— SHORT PROBLEM —
How many lines in the rows below contain the string "water", with case counting? Tally them and reply with the number alone.

— EXERCISE MATERIALS —
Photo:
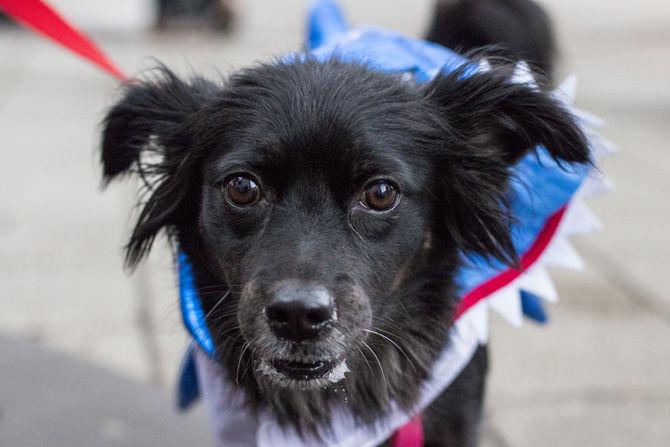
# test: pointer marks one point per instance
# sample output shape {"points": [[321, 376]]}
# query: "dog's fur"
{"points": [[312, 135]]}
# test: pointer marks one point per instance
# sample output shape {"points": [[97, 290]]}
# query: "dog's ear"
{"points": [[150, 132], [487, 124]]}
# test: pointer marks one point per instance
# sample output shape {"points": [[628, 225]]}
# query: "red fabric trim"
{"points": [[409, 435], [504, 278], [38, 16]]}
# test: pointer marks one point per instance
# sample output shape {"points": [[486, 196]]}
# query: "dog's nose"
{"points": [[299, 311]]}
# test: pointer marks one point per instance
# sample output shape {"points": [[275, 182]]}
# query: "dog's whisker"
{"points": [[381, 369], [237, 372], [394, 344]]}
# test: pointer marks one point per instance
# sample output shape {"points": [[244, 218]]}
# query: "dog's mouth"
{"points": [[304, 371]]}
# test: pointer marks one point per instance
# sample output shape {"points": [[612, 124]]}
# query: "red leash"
---
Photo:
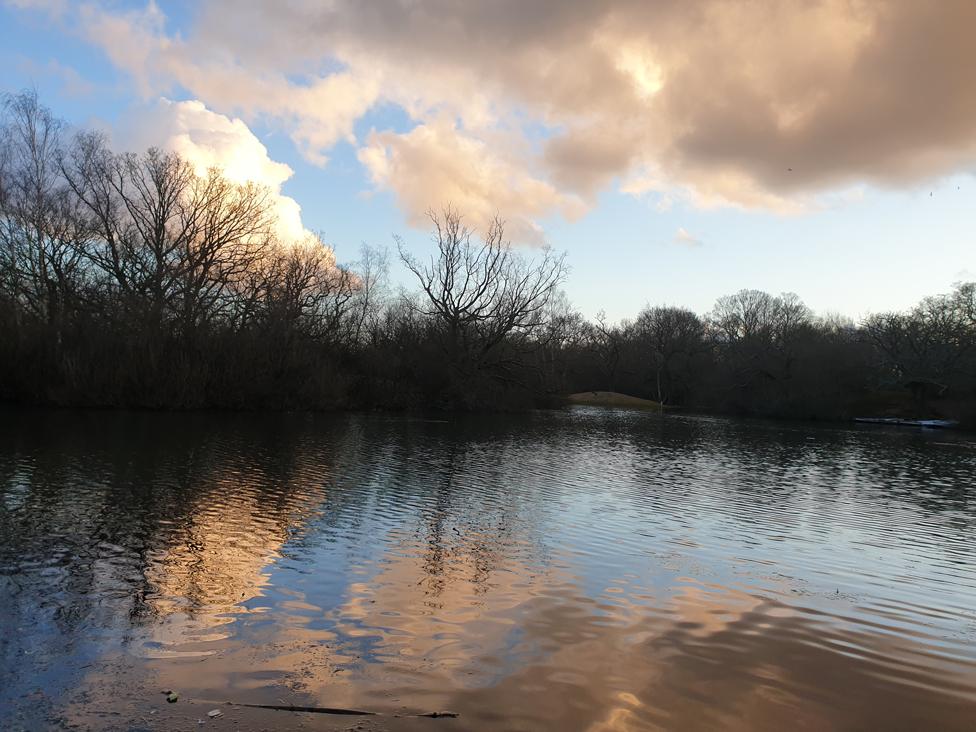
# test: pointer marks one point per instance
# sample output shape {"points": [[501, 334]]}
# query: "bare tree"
--
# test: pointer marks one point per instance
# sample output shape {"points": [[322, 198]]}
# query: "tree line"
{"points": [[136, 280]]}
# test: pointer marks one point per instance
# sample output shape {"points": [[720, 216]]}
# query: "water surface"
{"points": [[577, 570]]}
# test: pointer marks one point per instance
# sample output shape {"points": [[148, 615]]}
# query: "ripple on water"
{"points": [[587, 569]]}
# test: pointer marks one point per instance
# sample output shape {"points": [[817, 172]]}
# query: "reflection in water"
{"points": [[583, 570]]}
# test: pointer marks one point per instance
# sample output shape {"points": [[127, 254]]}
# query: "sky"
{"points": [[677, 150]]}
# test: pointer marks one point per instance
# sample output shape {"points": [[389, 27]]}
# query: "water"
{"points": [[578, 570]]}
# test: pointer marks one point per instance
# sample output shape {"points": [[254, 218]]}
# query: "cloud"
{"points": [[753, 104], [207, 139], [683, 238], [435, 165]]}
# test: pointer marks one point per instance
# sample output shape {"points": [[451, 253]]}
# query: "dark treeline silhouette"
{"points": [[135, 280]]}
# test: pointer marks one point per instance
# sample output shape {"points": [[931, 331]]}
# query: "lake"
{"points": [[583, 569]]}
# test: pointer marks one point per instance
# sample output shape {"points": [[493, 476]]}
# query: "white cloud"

— FULL RESPONSE —
4